• FRAGMENTO DADO:
La segunda gran arena urbana de expresión de las desigualdades en las interacciones se centra en los usos del espacio y el tiempo. En términos de los debates públicos, éstos aparecen, por ejemplo, en el anhelo de ciertos grupos sociales de “ganar tiempo” respecto a otros, lo que a veces toma la forma de discusiones sobre el tipo de transporte que debe privilegiarse en el gasto público, sin perder de vista implicaciones ecológicas o de salud -contaminación, longitud de las jornadas, etc.-. La disputa se establece también en las interacciones ordinarias en la ciudad. Un caso ejemplar, pero no único, es el metro de Santiago, porque aparece como una expresión condensada y exponencial de esta realidad.

• TU OBJETIVO:
En el fragmento sobre los usos del espacio y el tiempo en la ciudad, ¿qué caso se presenta como ejemplar, pero no único, de la disputa en las interacciones ordinarias? Indícalo, por favor, en pocas palabras.

• ENTRADAS SIN PROCESAR:

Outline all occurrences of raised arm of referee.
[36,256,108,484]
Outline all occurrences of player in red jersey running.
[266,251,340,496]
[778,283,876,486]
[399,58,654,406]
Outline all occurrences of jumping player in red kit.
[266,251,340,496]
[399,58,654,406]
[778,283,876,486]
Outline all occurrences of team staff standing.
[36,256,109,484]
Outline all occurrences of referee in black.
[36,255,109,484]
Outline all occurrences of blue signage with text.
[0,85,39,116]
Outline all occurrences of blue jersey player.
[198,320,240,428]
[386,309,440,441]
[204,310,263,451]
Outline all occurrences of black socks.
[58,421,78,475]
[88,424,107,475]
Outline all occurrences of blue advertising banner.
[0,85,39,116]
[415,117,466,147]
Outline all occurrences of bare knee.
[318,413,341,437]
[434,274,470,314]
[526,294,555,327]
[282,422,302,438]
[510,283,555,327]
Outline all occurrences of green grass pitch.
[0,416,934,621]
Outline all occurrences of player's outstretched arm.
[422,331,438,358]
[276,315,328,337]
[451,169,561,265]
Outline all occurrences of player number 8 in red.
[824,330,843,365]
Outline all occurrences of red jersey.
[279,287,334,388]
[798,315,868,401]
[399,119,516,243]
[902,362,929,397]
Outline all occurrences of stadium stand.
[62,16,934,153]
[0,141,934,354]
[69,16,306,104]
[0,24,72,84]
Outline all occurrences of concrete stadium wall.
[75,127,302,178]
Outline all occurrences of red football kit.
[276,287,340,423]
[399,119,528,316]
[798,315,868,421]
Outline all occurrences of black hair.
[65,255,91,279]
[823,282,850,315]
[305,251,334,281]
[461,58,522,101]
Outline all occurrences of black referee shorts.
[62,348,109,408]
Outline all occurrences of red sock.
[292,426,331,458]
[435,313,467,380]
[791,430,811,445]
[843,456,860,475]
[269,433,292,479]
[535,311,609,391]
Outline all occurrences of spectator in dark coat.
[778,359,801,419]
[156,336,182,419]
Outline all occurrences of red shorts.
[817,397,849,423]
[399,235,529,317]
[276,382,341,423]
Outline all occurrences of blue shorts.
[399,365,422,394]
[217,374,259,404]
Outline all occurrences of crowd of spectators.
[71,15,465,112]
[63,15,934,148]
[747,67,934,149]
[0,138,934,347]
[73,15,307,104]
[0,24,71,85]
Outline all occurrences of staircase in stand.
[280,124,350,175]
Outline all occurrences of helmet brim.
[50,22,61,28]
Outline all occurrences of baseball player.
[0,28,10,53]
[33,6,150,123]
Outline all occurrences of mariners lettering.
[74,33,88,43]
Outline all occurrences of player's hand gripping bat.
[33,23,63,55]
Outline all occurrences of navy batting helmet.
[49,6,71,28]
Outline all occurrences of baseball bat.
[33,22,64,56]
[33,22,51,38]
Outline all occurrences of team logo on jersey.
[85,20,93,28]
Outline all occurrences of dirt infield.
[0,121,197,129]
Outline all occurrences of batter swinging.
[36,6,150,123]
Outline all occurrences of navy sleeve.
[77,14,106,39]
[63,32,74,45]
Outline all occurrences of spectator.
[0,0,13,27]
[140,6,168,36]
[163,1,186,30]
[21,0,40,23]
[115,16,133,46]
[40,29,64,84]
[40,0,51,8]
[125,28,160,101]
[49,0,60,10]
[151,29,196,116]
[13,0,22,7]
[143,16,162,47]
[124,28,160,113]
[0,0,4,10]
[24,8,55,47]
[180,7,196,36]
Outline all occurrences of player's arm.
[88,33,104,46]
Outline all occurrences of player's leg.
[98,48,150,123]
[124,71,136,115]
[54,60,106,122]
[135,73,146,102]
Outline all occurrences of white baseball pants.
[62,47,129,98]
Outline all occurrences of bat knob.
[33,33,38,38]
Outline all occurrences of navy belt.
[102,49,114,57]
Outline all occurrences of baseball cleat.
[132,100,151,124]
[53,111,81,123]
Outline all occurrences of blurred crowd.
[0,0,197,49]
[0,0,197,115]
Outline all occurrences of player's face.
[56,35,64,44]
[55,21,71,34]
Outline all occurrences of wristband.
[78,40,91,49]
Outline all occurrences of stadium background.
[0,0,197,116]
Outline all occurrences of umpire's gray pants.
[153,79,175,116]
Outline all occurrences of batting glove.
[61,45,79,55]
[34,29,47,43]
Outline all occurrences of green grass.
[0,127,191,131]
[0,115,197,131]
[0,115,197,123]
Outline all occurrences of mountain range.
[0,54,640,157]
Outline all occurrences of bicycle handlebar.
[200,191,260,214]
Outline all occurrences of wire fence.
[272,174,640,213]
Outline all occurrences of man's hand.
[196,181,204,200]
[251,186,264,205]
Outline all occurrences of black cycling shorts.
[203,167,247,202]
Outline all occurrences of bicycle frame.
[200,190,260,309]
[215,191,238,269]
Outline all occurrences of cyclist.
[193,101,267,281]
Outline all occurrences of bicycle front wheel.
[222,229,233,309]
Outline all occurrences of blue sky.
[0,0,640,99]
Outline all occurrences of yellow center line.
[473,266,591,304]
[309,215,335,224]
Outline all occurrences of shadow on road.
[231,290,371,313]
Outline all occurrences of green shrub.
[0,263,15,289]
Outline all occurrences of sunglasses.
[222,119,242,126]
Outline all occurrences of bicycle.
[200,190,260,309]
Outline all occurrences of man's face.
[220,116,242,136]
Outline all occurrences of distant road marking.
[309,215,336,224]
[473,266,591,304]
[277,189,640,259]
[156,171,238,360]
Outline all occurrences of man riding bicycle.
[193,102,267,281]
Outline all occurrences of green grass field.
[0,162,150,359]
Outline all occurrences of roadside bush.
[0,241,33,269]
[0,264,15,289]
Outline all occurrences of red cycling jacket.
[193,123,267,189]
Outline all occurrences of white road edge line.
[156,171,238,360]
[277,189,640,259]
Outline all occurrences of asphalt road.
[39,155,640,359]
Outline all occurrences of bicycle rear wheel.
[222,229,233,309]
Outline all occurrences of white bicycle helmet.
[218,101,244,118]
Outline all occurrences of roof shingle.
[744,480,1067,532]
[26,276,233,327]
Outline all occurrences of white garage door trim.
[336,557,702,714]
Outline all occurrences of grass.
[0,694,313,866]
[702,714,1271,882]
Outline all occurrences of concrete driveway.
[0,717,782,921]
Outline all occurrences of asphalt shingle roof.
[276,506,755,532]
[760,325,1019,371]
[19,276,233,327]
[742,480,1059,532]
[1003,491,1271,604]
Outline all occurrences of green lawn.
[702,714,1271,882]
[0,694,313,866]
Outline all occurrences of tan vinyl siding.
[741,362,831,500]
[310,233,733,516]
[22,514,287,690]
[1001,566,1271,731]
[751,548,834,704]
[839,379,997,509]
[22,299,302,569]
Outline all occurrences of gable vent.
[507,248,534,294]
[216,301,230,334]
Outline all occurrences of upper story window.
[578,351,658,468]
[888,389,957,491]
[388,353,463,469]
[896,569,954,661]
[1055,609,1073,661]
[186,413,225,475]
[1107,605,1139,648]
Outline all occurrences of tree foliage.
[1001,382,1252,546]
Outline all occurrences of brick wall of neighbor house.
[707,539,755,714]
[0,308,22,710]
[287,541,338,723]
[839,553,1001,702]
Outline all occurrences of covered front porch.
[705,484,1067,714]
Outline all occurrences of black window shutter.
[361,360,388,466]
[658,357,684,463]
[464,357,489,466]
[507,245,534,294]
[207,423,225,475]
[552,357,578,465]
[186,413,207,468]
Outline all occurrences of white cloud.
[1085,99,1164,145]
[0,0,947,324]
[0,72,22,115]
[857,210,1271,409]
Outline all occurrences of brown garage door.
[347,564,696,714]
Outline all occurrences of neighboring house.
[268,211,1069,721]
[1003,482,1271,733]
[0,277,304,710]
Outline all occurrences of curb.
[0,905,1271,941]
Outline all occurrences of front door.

• SOLUCIÓN A CONTINUACIÓN:
El metro de Santiago.